### What is being asked
Would you please return the lines of the entries below starting at the line that has "indicate the gray" and ending at the line that has "indicate the jacket", both included, exactly as they are?

### Dataset entries

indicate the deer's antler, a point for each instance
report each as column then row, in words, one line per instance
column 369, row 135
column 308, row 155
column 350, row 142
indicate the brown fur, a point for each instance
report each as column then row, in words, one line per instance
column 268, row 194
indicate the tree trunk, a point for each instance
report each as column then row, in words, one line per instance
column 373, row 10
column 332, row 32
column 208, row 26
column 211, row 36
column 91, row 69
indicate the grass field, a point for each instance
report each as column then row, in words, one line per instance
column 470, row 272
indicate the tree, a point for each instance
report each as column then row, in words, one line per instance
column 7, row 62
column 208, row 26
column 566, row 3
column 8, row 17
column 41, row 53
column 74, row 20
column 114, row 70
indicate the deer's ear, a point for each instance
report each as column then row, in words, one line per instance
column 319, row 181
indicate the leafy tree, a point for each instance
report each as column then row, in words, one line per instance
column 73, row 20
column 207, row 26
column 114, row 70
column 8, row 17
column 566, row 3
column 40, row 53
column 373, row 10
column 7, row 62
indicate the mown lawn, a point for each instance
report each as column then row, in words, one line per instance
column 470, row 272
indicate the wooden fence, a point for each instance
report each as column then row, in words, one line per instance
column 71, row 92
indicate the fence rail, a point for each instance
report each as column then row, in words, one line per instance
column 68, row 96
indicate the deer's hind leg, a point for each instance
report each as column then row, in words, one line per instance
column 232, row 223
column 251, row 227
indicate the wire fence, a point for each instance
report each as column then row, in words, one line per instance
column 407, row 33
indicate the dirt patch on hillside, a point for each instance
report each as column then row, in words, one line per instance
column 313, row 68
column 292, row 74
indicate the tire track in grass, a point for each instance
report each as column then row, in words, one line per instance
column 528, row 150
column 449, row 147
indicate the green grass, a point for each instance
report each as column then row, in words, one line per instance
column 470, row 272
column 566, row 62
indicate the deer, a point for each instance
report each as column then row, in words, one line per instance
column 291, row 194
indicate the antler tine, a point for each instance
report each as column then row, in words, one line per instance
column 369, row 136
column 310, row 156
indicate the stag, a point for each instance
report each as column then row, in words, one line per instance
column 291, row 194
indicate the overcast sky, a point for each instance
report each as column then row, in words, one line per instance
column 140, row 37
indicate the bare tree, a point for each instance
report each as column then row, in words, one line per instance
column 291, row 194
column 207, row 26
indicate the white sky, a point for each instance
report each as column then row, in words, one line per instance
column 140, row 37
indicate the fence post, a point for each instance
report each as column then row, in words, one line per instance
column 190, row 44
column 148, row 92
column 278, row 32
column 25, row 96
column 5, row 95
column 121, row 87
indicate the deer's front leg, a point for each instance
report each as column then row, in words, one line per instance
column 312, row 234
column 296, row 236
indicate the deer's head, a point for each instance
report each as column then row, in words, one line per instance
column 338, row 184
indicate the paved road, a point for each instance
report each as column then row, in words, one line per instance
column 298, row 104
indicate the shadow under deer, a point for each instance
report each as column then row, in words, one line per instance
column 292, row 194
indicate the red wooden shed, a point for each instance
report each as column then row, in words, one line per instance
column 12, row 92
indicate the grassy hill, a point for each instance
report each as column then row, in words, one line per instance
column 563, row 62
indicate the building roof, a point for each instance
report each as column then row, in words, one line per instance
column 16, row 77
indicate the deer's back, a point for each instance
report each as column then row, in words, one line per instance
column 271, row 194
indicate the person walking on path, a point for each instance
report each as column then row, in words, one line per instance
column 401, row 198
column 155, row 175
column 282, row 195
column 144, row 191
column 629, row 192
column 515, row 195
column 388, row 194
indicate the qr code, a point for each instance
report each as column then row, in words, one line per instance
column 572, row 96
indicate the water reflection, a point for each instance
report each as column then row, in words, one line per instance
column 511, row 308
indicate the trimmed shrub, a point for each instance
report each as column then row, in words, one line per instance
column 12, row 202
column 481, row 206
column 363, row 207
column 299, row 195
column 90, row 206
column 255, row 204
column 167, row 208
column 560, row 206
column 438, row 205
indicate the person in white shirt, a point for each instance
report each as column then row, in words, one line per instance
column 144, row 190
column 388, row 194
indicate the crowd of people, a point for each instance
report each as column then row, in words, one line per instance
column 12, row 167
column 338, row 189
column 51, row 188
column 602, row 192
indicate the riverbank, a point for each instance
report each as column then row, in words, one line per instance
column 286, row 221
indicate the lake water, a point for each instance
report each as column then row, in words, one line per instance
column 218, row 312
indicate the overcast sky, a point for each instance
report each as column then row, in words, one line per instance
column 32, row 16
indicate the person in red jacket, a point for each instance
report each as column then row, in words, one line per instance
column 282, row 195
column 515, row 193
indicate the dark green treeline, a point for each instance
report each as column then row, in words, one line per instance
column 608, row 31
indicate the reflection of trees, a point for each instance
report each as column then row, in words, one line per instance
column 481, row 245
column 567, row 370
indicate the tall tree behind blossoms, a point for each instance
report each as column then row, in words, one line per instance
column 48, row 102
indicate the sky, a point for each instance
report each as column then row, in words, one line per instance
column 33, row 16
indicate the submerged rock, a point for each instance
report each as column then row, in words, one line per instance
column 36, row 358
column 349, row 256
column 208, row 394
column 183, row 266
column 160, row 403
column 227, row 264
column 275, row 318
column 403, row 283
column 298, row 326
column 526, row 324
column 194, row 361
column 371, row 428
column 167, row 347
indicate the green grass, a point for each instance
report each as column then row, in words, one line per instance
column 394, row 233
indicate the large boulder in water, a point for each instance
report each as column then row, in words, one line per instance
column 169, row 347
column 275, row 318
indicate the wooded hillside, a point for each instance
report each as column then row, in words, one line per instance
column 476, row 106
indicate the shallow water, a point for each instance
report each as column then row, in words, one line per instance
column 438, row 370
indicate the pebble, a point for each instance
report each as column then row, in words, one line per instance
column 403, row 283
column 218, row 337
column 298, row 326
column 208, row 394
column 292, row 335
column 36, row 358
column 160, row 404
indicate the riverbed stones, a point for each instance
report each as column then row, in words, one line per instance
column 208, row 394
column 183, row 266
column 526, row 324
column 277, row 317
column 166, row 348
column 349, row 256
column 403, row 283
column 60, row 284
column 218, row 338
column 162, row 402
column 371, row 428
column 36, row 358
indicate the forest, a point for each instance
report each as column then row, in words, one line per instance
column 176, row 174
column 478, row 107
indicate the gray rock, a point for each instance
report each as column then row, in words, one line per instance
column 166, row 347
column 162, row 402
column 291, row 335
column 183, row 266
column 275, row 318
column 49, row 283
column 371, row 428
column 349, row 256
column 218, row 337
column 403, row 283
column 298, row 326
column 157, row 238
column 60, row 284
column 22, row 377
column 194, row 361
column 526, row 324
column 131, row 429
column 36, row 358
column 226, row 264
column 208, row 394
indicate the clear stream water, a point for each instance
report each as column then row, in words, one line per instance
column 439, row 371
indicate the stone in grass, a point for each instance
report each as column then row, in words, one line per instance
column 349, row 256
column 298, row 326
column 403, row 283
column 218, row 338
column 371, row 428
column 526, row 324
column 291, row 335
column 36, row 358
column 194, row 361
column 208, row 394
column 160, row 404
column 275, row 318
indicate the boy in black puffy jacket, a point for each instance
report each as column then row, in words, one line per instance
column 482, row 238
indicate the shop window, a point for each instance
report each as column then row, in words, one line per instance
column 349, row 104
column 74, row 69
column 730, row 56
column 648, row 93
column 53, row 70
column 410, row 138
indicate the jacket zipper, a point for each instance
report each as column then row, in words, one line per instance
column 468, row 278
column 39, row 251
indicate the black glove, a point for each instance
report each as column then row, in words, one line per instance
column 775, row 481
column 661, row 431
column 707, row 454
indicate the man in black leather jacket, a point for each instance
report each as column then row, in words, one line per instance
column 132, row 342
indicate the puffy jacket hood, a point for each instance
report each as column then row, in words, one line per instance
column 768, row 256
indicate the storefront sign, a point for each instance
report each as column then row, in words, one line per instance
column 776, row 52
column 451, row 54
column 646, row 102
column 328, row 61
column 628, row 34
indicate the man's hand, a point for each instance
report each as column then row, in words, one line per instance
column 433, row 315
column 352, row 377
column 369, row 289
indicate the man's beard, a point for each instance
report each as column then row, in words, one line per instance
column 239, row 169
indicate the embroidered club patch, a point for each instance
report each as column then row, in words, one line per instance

### Answer section
indicate the gray rock, a point for each instance
report each as column then row, in words, one line per instance
column 166, row 347
column 162, row 402
column 291, row 335
column 183, row 266
column 275, row 318
column 49, row 283
column 371, row 428
column 349, row 256
column 218, row 337
column 403, row 283
column 298, row 326
column 157, row 238
column 60, row 284
column 22, row 377
column 194, row 361
column 526, row 324
column 131, row 429
column 36, row 358
column 226, row 264
column 208, row 394
indicate the clear stream water, a point for each instance
report each as column then row, in words, one line per instance
column 439, row 371
indicate the stone in grass, a point for each instance
report each as column then row, in words, one line per instance
column 349, row 256
column 298, row 326
column 403, row 283
column 218, row 338
column 371, row 428
column 526, row 324
column 291, row 335
column 36, row 358
column 194, row 361
column 208, row 394
column 160, row 404
column 275, row 318
indicate the boy in black puffy jacket, a point for each instance
report each as column then row, in words, one line per instance
column 482, row 238
indicate the shop window, a point for each instance
report each as column then row, in words, one line per instance
column 349, row 104
column 74, row 69
column 730, row 56
column 648, row 93
column 53, row 70
column 410, row 138
indicate the jacket zipper, a point for each instance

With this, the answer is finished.